**Problem statement**. Write the entries below out again in full. Match every character.

**Records to use**.
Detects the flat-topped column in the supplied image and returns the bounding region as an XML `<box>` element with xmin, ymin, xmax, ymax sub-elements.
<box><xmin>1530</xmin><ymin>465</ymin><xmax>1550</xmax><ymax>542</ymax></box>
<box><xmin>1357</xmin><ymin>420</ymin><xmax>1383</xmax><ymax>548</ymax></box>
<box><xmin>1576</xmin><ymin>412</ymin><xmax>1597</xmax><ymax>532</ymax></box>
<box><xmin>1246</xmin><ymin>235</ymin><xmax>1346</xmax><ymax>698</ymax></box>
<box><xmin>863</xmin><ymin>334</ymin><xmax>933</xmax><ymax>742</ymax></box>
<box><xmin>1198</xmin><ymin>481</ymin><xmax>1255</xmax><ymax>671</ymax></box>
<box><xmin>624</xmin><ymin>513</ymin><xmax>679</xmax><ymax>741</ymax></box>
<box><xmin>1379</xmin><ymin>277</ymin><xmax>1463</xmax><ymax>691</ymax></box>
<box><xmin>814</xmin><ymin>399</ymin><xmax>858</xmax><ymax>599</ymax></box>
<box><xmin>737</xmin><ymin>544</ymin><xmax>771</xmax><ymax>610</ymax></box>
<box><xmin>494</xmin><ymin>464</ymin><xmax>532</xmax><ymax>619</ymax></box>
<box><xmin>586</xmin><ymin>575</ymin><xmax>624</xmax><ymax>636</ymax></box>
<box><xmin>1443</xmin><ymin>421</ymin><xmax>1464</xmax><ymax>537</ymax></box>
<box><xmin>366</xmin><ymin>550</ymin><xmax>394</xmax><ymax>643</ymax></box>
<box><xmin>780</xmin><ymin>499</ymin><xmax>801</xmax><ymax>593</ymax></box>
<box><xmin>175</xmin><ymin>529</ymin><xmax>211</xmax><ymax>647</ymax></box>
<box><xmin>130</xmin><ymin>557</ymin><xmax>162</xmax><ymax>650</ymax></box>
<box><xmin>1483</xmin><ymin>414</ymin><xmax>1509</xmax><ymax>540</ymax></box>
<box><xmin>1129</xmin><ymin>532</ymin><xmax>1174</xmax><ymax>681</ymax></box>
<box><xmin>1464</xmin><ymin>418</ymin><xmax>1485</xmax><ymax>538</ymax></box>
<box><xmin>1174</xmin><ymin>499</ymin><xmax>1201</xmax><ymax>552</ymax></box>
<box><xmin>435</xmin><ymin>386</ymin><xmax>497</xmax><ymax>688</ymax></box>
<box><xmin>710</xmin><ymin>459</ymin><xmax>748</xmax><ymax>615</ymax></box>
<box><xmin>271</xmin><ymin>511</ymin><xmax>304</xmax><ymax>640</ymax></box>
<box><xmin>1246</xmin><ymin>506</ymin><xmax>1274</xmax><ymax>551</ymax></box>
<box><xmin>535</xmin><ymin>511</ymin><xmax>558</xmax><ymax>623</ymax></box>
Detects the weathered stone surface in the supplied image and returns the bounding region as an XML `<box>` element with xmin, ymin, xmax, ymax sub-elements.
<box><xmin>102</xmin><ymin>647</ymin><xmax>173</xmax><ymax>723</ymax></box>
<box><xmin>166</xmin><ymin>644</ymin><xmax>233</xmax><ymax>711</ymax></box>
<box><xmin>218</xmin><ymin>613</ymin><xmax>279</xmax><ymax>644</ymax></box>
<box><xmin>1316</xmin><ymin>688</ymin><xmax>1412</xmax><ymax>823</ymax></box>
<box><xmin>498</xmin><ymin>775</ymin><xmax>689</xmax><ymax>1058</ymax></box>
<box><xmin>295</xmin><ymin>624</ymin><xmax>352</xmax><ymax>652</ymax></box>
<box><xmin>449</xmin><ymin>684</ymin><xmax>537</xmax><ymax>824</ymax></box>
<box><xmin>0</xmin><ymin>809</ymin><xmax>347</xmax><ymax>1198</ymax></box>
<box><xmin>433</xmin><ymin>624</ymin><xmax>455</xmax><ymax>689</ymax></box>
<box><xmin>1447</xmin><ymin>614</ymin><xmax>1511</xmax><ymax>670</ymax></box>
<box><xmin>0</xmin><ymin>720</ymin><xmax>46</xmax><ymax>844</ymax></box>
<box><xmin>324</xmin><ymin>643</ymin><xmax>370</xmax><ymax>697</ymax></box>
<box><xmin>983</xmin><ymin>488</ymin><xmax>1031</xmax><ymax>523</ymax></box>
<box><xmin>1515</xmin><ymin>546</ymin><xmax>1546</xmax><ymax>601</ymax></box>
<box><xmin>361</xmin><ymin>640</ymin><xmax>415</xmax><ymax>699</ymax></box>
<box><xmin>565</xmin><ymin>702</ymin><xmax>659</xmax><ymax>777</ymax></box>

**Your solution**.
Detects the flat-topped column in the supplied image and returns the bounding region as an XML `<box>` element with xmin, ymin, xmax, ymax sub-elements.
<box><xmin>1530</xmin><ymin>465</ymin><xmax>1550</xmax><ymax>542</ymax></box>
<box><xmin>1357</xmin><ymin>420</ymin><xmax>1383</xmax><ymax>548</ymax></box>
<box><xmin>1576</xmin><ymin>412</ymin><xmax>1597</xmax><ymax>532</ymax></box>
<box><xmin>1246</xmin><ymin>235</ymin><xmax>1346</xmax><ymax>698</ymax></box>
<box><xmin>863</xmin><ymin>334</ymin><xmax>933</xmax><ymax>742</ymax></box>
<box><xmin>1198</xmin><ymin>481</ymin><xmax>1255</xmax><ymax>671</ymax></box>
<box><xmin>624</xmin><ymin>513</ymin><xmax>679</xmax><ymax>741</ymax></box>
<box><xmin>1379</xmin><ymin>277</ymin><xmax>1463</xmax><ymax>691</ymax></box>
<box><xmin>814</xmin><ymin>399</ymin><xmax>858</xmax><ymax>599</ymax></box>
<box><xmin>737</xmin><ymin>544</ymin><xmax>771</xmax><ymax>610</ymax></box>
<box><xmin>494</xmin><ymin>464</ymin><xmax>532</xmax><ymax>619</ymax></box>
<box><xmin>586</xmin><ymin>575</ymin><xmax>624</xmax><ymax>636</ymax></box>
<box><xmin>1443</xmin><ymin>421</ymin><xmax>1464</xmax><ymax>537</ymax></box>
<box><xmin>366</xmin><ymin>550</ymin><xmax>394</xmax><ymax>643</ymax></box>
<box><xmin>780</xmin><ymin>499</ymin><xmax>801</xmax><ymax>593</ymax></box>
<box><xmin>175</xmin><ymin>529</ymin><xmax>211</xmax><ymax>647</ymax></box>
<box><xmin>130</xmin><ymin>557</ymin><xmax>162</xmax><ymax>650</ymax></box>
<box><xmin>1483</xmin><ymin>414</ymin><xmax>1509</xmax><ymax>540</ymax></box>
<box><xmin>1129</xmin><ymin>532</ymin><xmax>1174</xmax><ymax>681</ymax></box>
<box><xmin>1464</xmin><ymin>418</ymin><xmax>1485</xmax><ymax>538</ymax></box>
<box><xmin>1174</xmin><ymin>499</ymin><xmax>1201</xmax><ymax>552</ymax></box>
<box><xmin>435</xmin><ymin>386</ymin><xmax>497</xmax><ymax>688</ymax></box>
<box><xmin>710</xmin><ymin>459</ymin><xmax>748</xmax><ymax>615</ymax></box>
<box><xmin>271</xmin><ymin>511</ymin><xmax>304</xmax><ymax>640</ymax></box>
<box><xmin>1246</xmin><ymin>506</ymin><xmax>1274</xmax><ymax>551</ymax></box>
<box><xmin>535</xmin><ymin>511</ymin><xmax>558</xmax><ymax>623</ymax></box>
Detects the weathered stone surface in the supplied image and returns the bounding region as an XML `<box>` element with xmin, ymin, xmax, ymax sub-elements.
<box><xmin>102</xmin><ymin>647</ymin><xmax>173</xmax><ymax>723</ymax></box>
<box><xmin>166</xmin><ymin>644</ymin><xmax>233</xmax><ymax>711</ymax></box>
<box><xmin>218</xmin><ymin>613</ymin><xmax>279</xmax><ymax>644</ymax></box>
<box><xmin>1316</xmin><ymin>688</ymin><xmax>1412</xmax><ymax>823</ymax></box>
<box><xmin>498</xmin><ymin>775</ymin><xmax>689</xmax><ymax>1058</ymax></box>
<box><xmin>295</xmin><ymin>624</ymin><xmax>352</xmax><ymax>652</ymax></box>
<box><xmin>449</xmin><ymin>684</ymin><xmax>537</xmax><ymax>824</ymax></box>
<box><xmin>0</xmin><ymin>809</ymin><xmax>347</xmax><ymax>1198</ymax></box>
<box><xmin>433</xmin><ymin>624</ymin><xmax>455</xmax><ymax>689</ymax></box>
<box><xmin>1447</xmin><ymin>614</ymin><xmax>1511</xmax><ymax>670</ymax></box>
<box><xmin>0</xmin><ymin>720</ymin><xmax>46</xmax><ymax>844</ymax></box>
<box><xmin>324</xmin><ymin>643</ymin><xmax>370</xmax><ymax>697</ymax></box>
<box><xmin>983</xmin><ymin>488</ymin><xmax>1031</xmax><ymax>523</ymax></box>
<box><xmin>1515</xmin><ymin>546</ymin><xmax>1546</xmax><ymax>601</ymax></box>
<box><xmin>361</xmin><ymin>640</ymin><xmax>415</xmax><ymax>699</ymax></box>
<box><xmin>565</xmin><ymin>702</ymin><xmax>659</xmax><ymax>777</ymax></box>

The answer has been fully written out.